──────── Page ────────
Mr Chan was appointed on 22 November 2013. Mr Chan has a substantial shareholding in the Company and therefore the Board does not consider him to be independent.

(b) Mr Nick Bolkus – Non-Executive Director

Mr Bolkus was appointed on 22 November 2013. Mr Bolkus is nonexecutive and is not a significant shareholder in the Company and therefore the Board considers him to be independent.

(c) Mr George Lam - Non-Executive Director

Mr Lam was appointed on 22 November 2013. Mr Lam is non-executive and is not a significant shareholder in the Company and therefore the Board considers him to be independent.

(d) Mr Daniel Chan – Non-Executive Director

Mr Chan was appointed on 22 November 2013. Mr Chan has a substantial shareholding in the Company and therefore the Board does not consider him to be independent.

(e) Mr Ron Marks - Non-Executive Director

Mr Marks was appointed on 23 November 2013. Mr Marks is nonexecutive and is not a significant shareholder in the Company and therefore the Board considers him to be independent.

(f) Mr William Ko - Non-Executive Director

Mr Marks was appointed on 9 August 2017. Mr Ko is non-executive and is not a significant shareholder in the Company and therefore the Board considers him to be independent.

2.4 Recommendation 2.4

A majority of the board of a listed entity should be independent directors.

Compliance with ASX Recommendation: followed

The Board comprises a majority of "independent directors" at present.

There are currently four Director who satisfy the criteria for independence for the purposes of ASX Recommendation 2.3, namely Mr Nick Bolkus, Mr George Lam, Mr Ron Marks and Mr William Ko.
──────── Extracted data ────────
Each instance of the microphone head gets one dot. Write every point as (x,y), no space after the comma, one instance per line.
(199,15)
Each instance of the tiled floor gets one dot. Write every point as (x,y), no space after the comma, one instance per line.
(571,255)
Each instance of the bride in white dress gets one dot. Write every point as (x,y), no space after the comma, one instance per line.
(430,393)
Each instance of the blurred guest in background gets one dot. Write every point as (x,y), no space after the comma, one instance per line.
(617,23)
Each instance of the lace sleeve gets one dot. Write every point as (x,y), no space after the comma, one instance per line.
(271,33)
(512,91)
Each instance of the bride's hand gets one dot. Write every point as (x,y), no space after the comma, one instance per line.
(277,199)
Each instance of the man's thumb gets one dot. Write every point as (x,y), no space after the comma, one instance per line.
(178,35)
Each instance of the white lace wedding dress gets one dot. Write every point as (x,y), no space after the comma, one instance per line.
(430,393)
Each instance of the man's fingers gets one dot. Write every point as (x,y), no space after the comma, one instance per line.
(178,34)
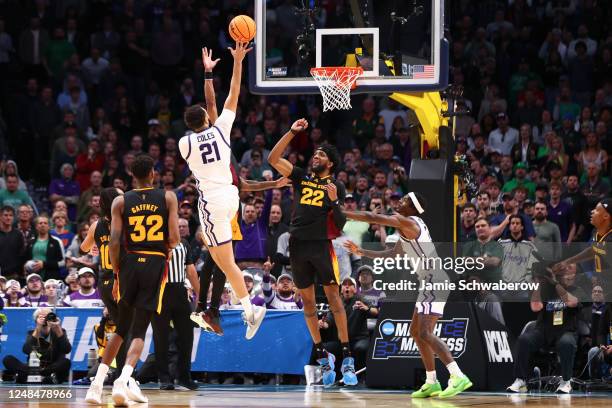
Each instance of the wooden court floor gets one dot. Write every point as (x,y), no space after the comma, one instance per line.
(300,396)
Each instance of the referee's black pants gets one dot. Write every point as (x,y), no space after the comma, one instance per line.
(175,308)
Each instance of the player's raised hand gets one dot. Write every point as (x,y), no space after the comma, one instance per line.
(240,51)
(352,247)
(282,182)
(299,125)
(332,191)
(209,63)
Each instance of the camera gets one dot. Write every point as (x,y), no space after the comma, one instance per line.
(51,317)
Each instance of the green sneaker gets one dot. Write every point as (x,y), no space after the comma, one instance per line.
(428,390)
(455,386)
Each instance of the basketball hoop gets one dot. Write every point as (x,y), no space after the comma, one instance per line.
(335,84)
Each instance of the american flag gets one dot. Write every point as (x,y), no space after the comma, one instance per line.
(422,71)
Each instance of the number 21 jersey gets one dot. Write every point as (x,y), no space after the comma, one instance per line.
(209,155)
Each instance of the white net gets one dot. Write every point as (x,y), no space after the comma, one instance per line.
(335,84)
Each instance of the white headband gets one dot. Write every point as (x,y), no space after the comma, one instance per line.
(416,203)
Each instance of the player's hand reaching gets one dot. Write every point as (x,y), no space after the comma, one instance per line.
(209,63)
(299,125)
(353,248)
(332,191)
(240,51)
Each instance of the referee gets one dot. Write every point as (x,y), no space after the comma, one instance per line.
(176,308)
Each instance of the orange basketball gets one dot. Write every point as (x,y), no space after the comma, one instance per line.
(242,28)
────────
──────── Extracted data ────────
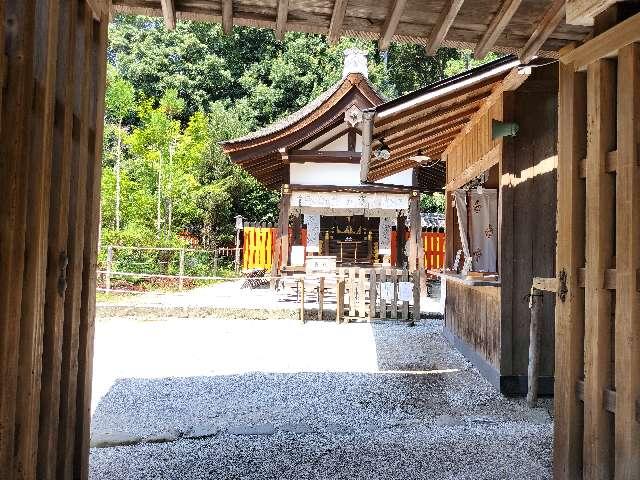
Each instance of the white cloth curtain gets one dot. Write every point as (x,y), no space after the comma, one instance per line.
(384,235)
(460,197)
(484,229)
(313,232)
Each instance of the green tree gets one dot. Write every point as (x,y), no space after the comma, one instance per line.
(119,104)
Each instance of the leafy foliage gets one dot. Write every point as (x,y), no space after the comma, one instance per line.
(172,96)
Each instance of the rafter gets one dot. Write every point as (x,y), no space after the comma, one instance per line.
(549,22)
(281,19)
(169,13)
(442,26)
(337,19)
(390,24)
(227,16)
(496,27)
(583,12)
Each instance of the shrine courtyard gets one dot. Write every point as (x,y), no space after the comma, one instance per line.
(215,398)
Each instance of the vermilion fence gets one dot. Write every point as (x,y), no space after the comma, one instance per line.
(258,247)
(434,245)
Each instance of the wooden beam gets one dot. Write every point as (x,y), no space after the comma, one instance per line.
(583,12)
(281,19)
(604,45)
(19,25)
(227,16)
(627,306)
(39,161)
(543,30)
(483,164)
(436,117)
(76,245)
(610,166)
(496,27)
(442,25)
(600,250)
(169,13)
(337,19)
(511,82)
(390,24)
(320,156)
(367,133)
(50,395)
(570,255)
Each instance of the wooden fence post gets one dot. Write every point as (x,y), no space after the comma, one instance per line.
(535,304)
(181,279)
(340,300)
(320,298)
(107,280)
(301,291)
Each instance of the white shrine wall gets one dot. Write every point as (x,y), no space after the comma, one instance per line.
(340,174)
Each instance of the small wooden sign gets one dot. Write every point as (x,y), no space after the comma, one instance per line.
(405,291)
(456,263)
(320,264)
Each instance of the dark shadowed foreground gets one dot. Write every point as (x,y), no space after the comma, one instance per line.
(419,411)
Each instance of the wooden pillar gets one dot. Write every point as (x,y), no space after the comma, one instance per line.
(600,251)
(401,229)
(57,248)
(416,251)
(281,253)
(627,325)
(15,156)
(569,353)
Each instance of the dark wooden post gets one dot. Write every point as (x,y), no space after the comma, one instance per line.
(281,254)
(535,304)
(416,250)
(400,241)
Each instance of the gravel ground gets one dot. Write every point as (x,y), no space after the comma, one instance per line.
────────
──────── Extracted data ────────
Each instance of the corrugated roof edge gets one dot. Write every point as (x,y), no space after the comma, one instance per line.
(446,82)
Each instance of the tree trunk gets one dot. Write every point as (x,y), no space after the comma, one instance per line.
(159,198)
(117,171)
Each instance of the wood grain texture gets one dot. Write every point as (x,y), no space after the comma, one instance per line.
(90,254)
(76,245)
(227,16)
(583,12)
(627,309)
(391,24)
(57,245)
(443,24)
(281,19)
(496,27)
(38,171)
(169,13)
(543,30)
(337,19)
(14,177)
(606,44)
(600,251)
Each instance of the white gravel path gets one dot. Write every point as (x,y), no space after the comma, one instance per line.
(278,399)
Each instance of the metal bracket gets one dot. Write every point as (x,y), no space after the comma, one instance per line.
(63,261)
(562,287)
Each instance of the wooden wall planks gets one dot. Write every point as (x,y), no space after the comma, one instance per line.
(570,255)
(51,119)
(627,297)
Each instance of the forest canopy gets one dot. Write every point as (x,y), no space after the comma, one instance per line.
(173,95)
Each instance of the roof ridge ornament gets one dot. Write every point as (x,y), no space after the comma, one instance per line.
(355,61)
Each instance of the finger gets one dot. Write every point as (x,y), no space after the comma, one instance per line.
────────
## Short exercise 1
Using the board independence text, decide whether each statement agrees with it: (a) Mr Nick Bolkus was appointed on 22 November 2013; (b) the Board considers Mr Daniel Chan to be independent; (c) Mr Ron Marks was appointed on 22 November 2013. Answer yes or no for each, quoting the deciding words.
## Short exercise 2
Go on with the board independence text, picking up after its last sentence.

## Written answer 1
(a) Yes: "Mr Bolkus was appointed on 22 November 2013."
(b) No: "Mr Chan has a substantial shareholding in the Company and therefore the Board does not consider him to be independent."
(c) No: "Mr Marks was appointed on 23 November 2013."

## Written answer 2
2.5 Recommendation 2.5

The chair of the board of a listed entity should be an independent director and, in particular, should not be the same person as the CEO of the entity.

Compliance with ASX Recommendation: not followed

The Chairman, Mr Anthony Chan, is not considered to be an independent director. The Board considers that, at the present time, the Company's interests are best served by having Mr A Chan as its Chairman. Mr Chan has a substantial interest in the Company's shares but is not an executive of the Company.

2.6 Recommendation 2.6

A listed entity should have a program for inducting new directors and provide appropriate professional development opportunities for directors to develop and maintain the skills and knowledge needed to perform their role as directors effectively.

Compliance with ASX Recommendation: not followed

The Company does not currently have a formal induction program for new Directors or a formal professional development program for existing Directors. The Board does not consider that a formal induction program is necessary given the current size and complexity of the Company's operations.

All Directors are generally experienced in exploration and mining company operations, albeit in different aspects (e.g. operations, finance, corporate governance etc).

When the Company's operations grow and evolve, the Board will consider adopting such a program, if then appropriate.

3. Principle 3: Act ethically and responsibly – a listed entity should act ethically and Responsibly

3.1 Recommendation 3.1

A listed entity should:

  • (a) have a code of conduct for its directors, senior executives and employees; and
  • (b) disclose that code or a summary of it.

Compliance with ASX Recommendation: followed

The Board believes that there should be a strong ethical culture within the Company. Accordingly, the Board has adopted a Code of Conduct which sets out minimum standards with which the directors, officers, managers, employees and consultants of the Consolidated Group are expected to comply in relation to the affairs of the Company's business and when dealing with each other, shareholders and the broader community.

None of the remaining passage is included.